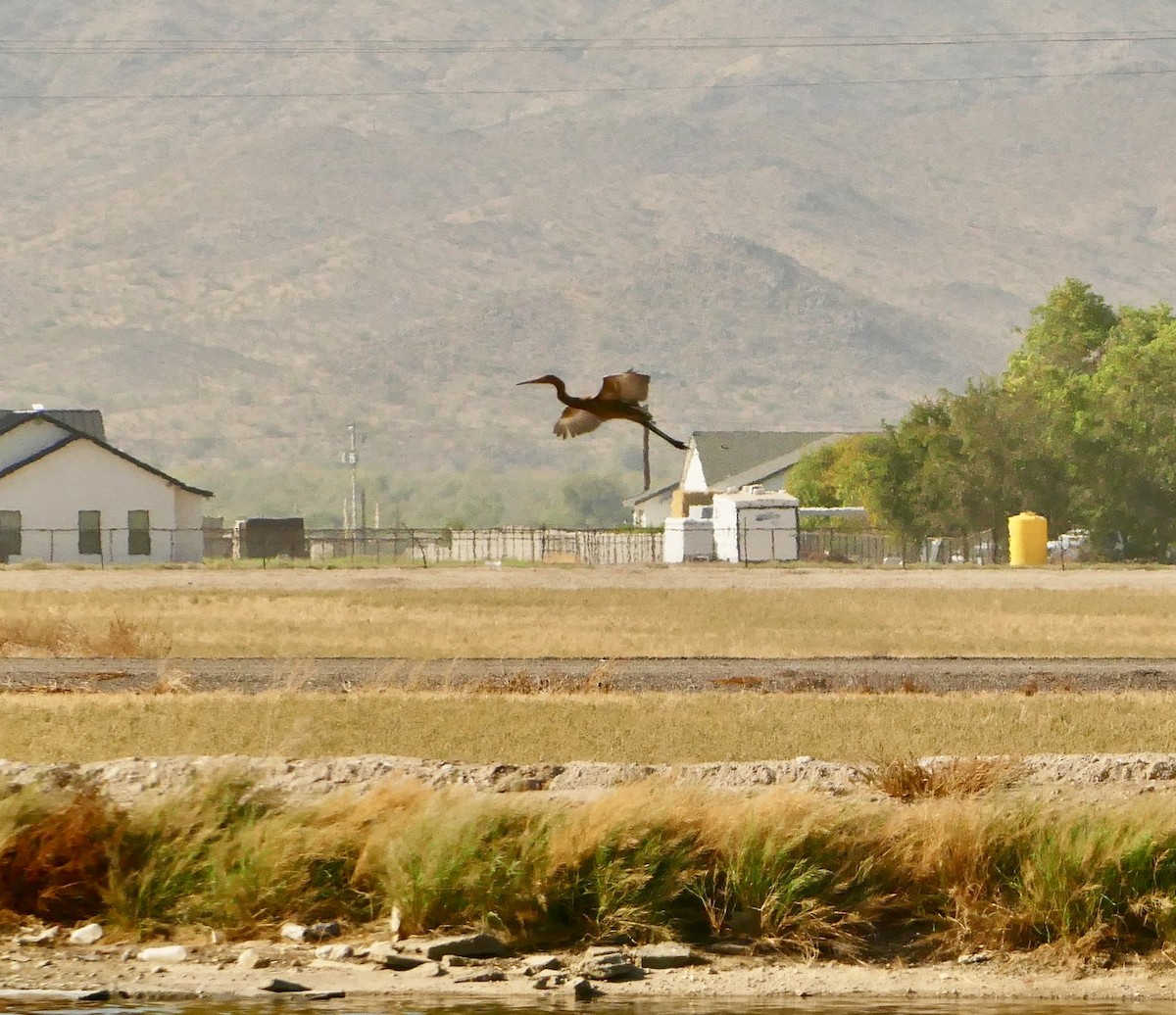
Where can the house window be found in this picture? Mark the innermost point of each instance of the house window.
(10, 534)
(89, 532)
(138, 533)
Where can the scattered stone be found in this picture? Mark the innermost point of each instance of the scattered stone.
(611, 966)
(252, 958)
(166, 952)
(89, 934)
(730, 948)
(667, 955)
(36, 937)
(540, 963)
(293, 932)
(283, 987)
(394, 922)
(460, 960)
(468, 945)
(379, 950)
(403, 963)
(583, 991)
(322, 932)
(482, 976)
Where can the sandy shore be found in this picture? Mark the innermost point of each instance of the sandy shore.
(211, 969)
(212, 972)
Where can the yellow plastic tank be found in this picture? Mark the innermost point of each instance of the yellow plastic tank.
(1028, 535)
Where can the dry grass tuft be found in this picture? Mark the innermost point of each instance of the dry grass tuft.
(172, 681)
(47, 634)
(909, 779)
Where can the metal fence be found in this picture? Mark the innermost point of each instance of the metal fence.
(883, 549)
(428, 546)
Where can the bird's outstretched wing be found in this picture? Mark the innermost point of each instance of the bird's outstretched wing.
(627, 387)
(574, 422)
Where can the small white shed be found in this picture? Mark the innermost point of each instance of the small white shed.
(689, 538)
(754, 525)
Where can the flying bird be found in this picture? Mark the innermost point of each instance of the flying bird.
(620, 398)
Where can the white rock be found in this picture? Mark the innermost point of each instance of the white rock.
(252, 958)
(394, 922)
(36, 937)
(165, 952)
(89, 934)
(293, 932)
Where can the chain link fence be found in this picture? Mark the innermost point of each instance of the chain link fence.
(429, 546)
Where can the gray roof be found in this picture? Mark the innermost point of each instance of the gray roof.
(87, 417)
(729, 456)
(83, 421)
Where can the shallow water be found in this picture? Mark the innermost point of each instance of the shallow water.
(788, 1005)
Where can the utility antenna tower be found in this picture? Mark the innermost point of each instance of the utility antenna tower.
(352, 458)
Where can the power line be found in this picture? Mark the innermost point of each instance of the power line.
(134, 97)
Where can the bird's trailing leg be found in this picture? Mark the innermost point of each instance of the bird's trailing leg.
(665, 436)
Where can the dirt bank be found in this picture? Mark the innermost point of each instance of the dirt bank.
(734, 675)
(212, 972)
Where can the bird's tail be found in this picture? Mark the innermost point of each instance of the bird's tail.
(665, 436)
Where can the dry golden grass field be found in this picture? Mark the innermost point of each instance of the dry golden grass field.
(600, 613)
(489, 613)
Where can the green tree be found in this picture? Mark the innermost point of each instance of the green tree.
(1127, 429)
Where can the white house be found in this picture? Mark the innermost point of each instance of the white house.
(69, 495)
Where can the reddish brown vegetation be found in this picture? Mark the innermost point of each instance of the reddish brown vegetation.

-.-.-

_Your assignment_
Write down only the closing run of lines: the one containing "Where can the bird's trailing" and every line after it to the end of the entries, exactly.

_Worked solution_
Where can the bird's trailing leg be found in this picture? Mark the innermost point of each instance of the bird's trailing leg.
(665, 436)
Where can the dirt bank be found in this picture? Mark the innermost point of each instance of the dirt bank.
(734, 675)
(212, 972)
Where can the bird's tail be found in this picture? Mark the innermost point of each instance of the bird's tail.
(665, 436)
Where can the dry golden grass field be found in this picture? Mark the innermost point of each instance of the dry golden grass field.
(600, 613)
(489, 613)
Where can the green tree be found in this picture? Mark the innermost point of each instance of the green tree.
(1127, 429)
Where can the white house be found in this picture? Mark the innermost point of each instance of the white house.
(69, 495)
Where can the reddish brown vegetation be found in this picture? Mark the innermost point of each instance of the reddish brown vegetation.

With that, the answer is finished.